Dataset excerpts:
********************
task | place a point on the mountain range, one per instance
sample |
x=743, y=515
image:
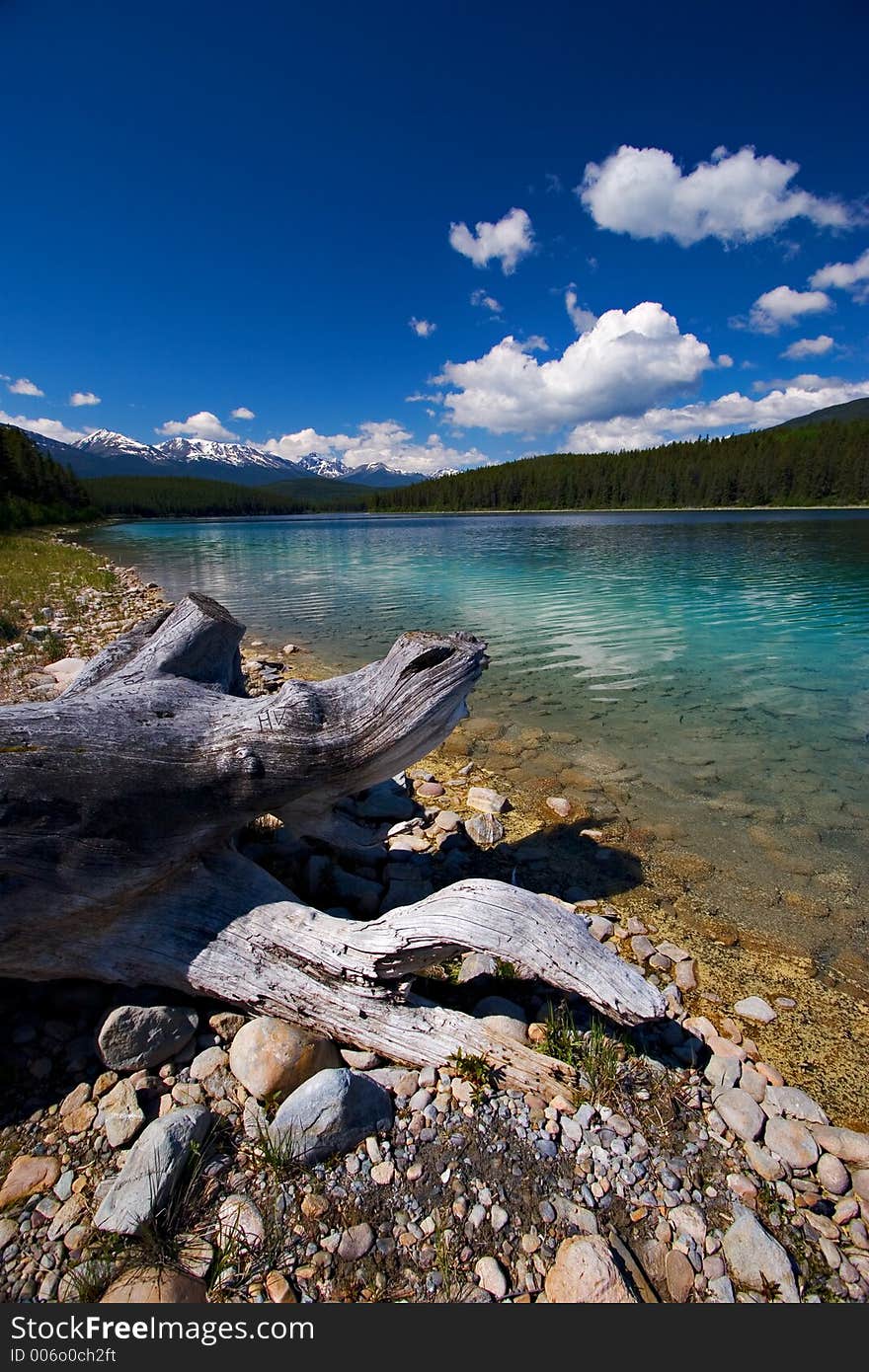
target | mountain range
********************
Return every entry above word for word, and include no images.

*Task solution*.
task | place a point on the mountain range, one per instance
sample |
x=743, y=515
image:
target | mountain range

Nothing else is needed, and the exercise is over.